• Text section
....................

By Julia Flamingo

Words such as “it all started with”, “origins”, “archeology” and “history” are recurrent in Domenico de Chirico's curatorial vocabulary. The collective exercise of looking back to the beginning of life even before humankind is one of the pillars of his curatorial practice. In the geological era we live in, the Anthropocene, human beings are increasingly confronted with the outcomes provoked by men’s invasive actions on earth, and looking back is more and more important to understand where we stand today.

“Back to the origins” is the title of Domenico de Chirico’s online exhibition, who was invited by Art Curator Grid to create the second round of the series ‘On the Grid’. The Italian curator has selected 55 artists from all over the world in a moment when Coronavirus has forced us to rethink our relationship with nature and to reconsider the values of today's societies. “Back to the origins” will be on display on Art Curator Grid Platform between May 7th and May 20th.

Read below the interview we carried out with De Chirico:

Domenico de Chirico Portrait by Tasilli Calatroni

Julia Flamingo - You have put up exhibitions in cities like Berlin, Miami, Lisbon, Istanbul, Montréal, Budapest, Prague and a great number of other sites and venues. For Art Curators Grid’s online exhibition, you do all the work from home. How does your curatorial practice change from a physical to an online exhibition? And which commitments mustn’t change?

Domenico de Chirico - In the words of Jean-Paul Sartre: “Nothing has changed and yet everything is different. I can't describe it, it's like the Nausea and yet it's just the opposite…” (Jean Paul Sartre, Nausea, 1938).

In a distorted moment like this, of which one cannot easily outline the weave and in which we are condemned to decide autonomously how to behave, I would say: quality, precision and flexibility, before everything.

Augustas Serapinas, Snowman taken from Vingis Park in Vilnius, 2019 (Courtesy: Emalin, London)

JF - Back to the origins” is a big exhibition if we consider the number of artists you invited to take part in in: 55 from all over the world. How did you get to the final list of names and artworks? Have you worked with all of the artists before? And how do you manage, as a curator, to keep track of so many different researches?

DC - This kind of curatorial project gives us with the possibility of seizing the unreality. Surely I had not worked before with all the artists involved in “Back to the origins”, but only with few of them. Moreover, I took advantage of this moment to contact and start a dialogue with people I have never got the chance to get to know before. Needless to say, the common denominator is the title of the exhibition itself. Lastly, in order to make everything more dynamic, without having to set a list of artist and choose a fitting image for each of them, I have asked the artists themselves to choose one in absolute freedom.

JF - In your curatorial text, you state that “Going back to the origin in the context of contemporaneity requires a stripping down of excess in order to see what is in front of us, and what always has been.” Do you believe that in the moment we are facing the Covid-19 pandemic, this return to our origins is even more important and relevant for us to recall and pay attention to men’s relationship with nature?

DC - Yes, this is the main reason for my rigorous and ethical choice.

Hanna-Maria Hammari. Untitled, 2020. (Courtesy the artist and Kraupa-Tuskany Zeidler. Photo by Def Image)

JF - To what point do challenges put by the pandemic stimulate the art field and how can you and other curators engage with the new paths artists and museums are taking?

DC - In my opinion, the new paths have not started yet. In this planning phase, we can only settle for palliative care.

....................

Data for pointing to regions:
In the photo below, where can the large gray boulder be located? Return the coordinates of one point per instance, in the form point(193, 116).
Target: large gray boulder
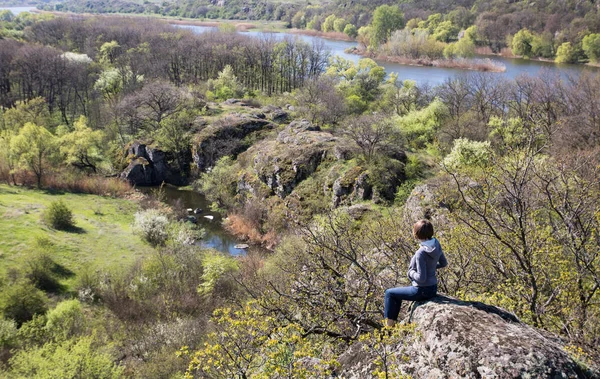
point(296, 153)
point(225, 137)
point(459, 339)
point(148, 166)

....................

Copy the interview word for word, starting with "Domenico de Chirico Portrait" and going on through "commitments mustn’t change?". The items have nothing to do with the interview.

• Result of this task
Domenico de Chirico Portrait by Tasilli Calatroni

Julia Flamingo - You have put up exhibitions in cities like Berlin, Miami, Lisbon, Istanbul, Montréal, Budapest, Prague and a great number of other sites and venues. For Art Curators Grid’s online exhibition, you do all the work from home. How does your curatorial practice change from a physical to an online exhibition? And which commitments mustn’t change?